◆ VORLIEGENDER TEXT:
Das Hauptthema war und ist immer, dass man sich überhaupt erst einmal mit anderen Kulturen auseinandersetzen will. Jede kulturelle Gruppe denkt, dass ihre Methoden und Wege denen der andern überlegen sind. Diesen Mechanismus zu verstehen, ist der erste Schritt, um Konflikte anzugehen. Der zweite Schritt ist zu verstehen, was eine Kultur überhaupt ausmacht. Die Grundvoraussetzung ist auch hier – wie bei jeder Konfliktarbeit –, nicht verurteilend zu sein, sondern sich offen auf das Andersartige einlassen zu wollen. Dazu müssen die unterschiedlich geprägten Menschen miteinander reden und sich austauschen.
In welcher Weise unterstützen Sie Gemeinden mit Ihrer
Beratung? Wie sieht der Weg aus, der aus dem Konflikt herausführt?

◆ ZU ERLEDIGEN:
Führe den Text über kulturelle Konflikte in Gemeinden im Anschluss an seinen letzten Satz weiter. Die Auflistung stammt aus einer anderen Quelle.

◆ DATENZEILEN:

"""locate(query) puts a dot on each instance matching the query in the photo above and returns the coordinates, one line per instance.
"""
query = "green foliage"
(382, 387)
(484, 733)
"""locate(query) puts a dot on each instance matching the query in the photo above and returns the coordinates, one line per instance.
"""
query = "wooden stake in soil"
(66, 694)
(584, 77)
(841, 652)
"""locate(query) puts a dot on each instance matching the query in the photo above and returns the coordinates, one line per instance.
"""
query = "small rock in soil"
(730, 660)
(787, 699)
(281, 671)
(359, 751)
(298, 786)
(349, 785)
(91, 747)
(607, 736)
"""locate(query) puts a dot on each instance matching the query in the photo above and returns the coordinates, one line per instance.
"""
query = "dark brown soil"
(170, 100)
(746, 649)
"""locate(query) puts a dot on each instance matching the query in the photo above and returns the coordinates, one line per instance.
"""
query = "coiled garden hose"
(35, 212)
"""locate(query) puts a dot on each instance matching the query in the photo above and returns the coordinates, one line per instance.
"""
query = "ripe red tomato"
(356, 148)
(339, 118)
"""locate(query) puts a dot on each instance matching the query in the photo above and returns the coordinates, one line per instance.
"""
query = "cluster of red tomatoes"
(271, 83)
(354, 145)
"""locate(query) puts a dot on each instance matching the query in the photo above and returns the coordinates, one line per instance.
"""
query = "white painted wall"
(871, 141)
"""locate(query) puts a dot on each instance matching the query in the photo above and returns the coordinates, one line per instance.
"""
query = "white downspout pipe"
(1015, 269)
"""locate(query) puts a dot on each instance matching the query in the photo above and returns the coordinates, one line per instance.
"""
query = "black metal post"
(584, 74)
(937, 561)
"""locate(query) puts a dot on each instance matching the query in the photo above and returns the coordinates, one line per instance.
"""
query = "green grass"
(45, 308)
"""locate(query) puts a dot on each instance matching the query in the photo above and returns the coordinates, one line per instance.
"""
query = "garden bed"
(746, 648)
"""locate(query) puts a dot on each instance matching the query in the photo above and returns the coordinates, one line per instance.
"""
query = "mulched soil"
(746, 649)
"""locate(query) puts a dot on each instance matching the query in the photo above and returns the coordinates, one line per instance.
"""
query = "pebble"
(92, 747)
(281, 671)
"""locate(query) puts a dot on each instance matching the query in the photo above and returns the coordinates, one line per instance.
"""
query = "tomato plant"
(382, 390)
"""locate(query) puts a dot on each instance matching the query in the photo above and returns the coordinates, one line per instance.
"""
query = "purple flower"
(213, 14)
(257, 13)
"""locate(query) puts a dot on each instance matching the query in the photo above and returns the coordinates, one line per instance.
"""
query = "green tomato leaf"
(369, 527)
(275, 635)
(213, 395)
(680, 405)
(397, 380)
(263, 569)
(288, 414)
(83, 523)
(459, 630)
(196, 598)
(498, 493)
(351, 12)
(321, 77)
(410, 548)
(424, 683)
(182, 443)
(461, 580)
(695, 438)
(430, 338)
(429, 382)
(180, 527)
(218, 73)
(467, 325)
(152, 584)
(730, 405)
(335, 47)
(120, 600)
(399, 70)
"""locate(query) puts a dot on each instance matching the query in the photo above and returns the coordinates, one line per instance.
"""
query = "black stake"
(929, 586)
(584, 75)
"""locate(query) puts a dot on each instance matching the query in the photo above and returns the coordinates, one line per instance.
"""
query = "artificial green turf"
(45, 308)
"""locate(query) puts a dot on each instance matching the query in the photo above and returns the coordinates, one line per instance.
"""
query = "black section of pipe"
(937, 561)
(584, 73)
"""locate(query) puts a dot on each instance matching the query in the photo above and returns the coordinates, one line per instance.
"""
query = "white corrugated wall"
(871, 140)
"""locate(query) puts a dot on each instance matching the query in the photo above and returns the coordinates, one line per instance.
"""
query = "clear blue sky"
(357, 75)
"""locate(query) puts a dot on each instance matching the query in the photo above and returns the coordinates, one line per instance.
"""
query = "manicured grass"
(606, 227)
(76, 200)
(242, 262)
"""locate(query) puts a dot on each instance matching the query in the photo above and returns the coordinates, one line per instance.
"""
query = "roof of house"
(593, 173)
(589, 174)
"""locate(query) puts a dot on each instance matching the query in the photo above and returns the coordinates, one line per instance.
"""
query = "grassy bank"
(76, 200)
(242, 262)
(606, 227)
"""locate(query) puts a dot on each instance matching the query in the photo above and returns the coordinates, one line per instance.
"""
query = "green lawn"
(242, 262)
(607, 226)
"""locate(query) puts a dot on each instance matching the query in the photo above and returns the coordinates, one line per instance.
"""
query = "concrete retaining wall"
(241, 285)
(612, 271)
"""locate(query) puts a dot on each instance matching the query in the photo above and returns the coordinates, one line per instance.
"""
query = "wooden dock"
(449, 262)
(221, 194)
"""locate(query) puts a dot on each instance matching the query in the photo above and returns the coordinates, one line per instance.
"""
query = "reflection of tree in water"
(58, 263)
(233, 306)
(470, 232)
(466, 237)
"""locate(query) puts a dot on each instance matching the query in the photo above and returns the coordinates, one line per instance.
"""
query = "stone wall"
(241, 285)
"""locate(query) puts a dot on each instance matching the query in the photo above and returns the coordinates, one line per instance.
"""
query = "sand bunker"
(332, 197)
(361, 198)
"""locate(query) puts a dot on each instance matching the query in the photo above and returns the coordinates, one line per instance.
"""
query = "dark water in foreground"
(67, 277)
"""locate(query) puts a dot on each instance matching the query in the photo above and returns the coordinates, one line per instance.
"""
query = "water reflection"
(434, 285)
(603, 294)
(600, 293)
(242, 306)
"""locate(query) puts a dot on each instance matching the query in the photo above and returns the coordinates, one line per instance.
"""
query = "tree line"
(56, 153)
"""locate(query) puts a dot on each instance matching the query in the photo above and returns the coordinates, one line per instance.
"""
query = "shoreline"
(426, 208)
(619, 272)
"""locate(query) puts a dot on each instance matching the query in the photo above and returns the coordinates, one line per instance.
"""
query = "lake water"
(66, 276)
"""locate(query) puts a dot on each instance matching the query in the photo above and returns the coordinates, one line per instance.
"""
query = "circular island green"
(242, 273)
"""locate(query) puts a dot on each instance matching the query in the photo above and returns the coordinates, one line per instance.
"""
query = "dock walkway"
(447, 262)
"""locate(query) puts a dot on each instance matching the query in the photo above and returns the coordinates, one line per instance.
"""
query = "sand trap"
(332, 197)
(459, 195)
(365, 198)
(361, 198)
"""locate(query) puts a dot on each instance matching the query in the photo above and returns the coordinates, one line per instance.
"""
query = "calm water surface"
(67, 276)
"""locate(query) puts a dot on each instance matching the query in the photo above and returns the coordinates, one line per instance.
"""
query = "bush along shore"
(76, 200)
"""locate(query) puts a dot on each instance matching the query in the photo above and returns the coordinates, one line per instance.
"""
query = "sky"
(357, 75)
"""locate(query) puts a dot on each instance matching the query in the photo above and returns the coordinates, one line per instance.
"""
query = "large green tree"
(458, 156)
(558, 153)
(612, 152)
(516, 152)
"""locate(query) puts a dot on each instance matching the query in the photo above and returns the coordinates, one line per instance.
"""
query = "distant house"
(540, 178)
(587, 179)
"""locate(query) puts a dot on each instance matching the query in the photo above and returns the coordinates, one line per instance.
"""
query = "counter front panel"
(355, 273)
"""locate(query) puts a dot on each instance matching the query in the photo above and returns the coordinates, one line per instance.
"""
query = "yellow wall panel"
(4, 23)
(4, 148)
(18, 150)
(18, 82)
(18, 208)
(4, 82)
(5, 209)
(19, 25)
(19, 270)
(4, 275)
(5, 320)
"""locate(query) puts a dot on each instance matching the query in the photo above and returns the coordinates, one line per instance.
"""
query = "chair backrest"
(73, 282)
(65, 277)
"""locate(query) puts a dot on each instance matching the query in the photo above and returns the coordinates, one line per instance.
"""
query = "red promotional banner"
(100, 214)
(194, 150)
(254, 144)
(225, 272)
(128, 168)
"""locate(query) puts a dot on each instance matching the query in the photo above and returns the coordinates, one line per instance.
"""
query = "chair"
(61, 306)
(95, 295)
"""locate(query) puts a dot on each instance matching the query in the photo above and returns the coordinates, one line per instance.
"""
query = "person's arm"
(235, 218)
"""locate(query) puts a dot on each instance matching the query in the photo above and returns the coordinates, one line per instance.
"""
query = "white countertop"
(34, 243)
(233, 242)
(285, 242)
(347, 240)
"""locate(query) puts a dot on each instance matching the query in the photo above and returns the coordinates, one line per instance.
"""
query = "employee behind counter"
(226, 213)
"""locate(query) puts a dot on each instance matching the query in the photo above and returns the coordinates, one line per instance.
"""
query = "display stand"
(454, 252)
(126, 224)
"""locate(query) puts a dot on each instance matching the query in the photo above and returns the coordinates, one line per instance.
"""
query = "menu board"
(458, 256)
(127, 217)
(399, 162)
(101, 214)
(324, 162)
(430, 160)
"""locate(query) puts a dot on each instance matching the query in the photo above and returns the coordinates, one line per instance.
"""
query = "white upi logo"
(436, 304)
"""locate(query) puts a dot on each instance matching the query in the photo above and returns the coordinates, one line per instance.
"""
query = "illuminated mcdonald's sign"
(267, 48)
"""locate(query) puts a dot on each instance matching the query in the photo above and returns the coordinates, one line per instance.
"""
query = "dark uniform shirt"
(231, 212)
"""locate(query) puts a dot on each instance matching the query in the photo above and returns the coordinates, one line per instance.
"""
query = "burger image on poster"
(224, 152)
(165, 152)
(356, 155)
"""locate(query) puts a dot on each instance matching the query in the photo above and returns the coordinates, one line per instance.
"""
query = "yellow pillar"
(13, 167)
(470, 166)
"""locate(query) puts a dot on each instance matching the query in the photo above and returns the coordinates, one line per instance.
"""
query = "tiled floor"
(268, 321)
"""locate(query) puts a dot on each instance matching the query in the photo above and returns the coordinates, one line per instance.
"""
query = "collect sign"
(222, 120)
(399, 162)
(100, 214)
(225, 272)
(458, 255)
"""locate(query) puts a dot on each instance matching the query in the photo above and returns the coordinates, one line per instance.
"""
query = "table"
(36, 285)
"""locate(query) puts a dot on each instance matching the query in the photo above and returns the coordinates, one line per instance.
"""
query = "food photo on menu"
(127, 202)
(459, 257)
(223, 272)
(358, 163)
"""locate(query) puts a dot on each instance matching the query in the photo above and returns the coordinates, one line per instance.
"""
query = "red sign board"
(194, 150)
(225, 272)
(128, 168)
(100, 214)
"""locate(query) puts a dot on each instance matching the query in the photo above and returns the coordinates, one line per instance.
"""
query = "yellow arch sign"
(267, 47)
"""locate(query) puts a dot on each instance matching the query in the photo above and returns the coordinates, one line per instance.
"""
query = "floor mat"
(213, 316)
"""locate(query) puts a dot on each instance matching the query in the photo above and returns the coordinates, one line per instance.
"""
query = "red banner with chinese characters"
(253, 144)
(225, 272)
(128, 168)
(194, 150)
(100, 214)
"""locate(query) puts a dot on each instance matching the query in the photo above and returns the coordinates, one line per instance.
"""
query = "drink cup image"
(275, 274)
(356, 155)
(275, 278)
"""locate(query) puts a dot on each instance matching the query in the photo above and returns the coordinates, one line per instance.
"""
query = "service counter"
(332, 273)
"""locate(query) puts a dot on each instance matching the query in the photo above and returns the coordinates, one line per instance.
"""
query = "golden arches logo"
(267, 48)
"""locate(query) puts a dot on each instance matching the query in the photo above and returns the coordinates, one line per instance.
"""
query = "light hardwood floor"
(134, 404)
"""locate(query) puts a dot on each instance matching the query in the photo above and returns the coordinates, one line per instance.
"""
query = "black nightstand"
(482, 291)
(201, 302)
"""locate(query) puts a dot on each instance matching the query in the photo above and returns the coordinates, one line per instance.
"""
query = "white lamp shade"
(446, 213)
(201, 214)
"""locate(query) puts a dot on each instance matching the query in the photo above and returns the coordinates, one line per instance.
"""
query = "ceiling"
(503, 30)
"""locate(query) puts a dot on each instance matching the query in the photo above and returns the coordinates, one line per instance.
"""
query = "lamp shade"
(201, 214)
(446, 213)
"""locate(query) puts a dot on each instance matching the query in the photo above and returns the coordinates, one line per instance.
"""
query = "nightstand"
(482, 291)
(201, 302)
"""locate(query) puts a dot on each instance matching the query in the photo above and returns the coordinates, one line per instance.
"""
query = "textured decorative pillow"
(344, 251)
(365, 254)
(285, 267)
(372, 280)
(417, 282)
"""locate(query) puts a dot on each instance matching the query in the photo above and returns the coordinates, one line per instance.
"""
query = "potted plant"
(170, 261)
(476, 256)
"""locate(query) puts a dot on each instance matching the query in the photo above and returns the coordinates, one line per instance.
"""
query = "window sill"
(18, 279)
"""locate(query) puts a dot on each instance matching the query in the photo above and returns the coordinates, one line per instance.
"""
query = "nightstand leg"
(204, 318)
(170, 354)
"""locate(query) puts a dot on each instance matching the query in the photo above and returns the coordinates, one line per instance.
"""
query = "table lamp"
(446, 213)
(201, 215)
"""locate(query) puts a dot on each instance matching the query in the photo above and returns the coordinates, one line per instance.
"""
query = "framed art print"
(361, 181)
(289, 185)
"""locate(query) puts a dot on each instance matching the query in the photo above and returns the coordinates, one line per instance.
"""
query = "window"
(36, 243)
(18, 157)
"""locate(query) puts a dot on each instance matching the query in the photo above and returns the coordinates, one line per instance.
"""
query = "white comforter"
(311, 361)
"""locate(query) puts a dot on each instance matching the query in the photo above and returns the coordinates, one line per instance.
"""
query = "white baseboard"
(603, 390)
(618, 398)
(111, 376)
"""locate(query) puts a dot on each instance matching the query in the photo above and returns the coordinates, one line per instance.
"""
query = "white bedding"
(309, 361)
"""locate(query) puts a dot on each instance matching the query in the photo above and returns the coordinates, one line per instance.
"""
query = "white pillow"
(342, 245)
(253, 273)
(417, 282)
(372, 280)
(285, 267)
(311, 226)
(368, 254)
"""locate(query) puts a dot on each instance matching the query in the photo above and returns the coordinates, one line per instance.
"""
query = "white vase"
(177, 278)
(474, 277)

◆ ERGEBNIS:
Was in der Gemeindearbeit hilft, ist die grundsätzliche
Bereitschaft, dem Evangelium zu folgen. Ich will Gemeinden ermutigen, sich
bewusst zu sein, dass manche Sorgen und Ängste erst einmal eine Fantasie über
das sind, was passieren könnte. Im Gespräch mit Menschen, die mir mit ihrer Meinung
«Angst» verbreitenmachen, kann manches Problem schnell relativiert werden.
Wichtig ist mir auch, dass es in diesen Prozessen um eine Konflikt-Transformation geht: Konflikte sollen also in etwas anderes umgewandelt werden. Ein Konflikt zeigt, dass etwas nicht mehr passt, dass eine Veränderung ansteht. Wer sich dem Konflikt stellt und ihn konstruktiv angeht – im Hören auf Gott und auf einander – kann den Konflikt transformieren und ihn so umwandeln, dass die beteiligten Personen im Prozess an Reife gewinnen. Die Konflikt-Transformation setzt die Erkenntnis voraus, dass der Konflikt etwas Wichtiges transportiert und einen Samen von etwas Gutem in sich trägt.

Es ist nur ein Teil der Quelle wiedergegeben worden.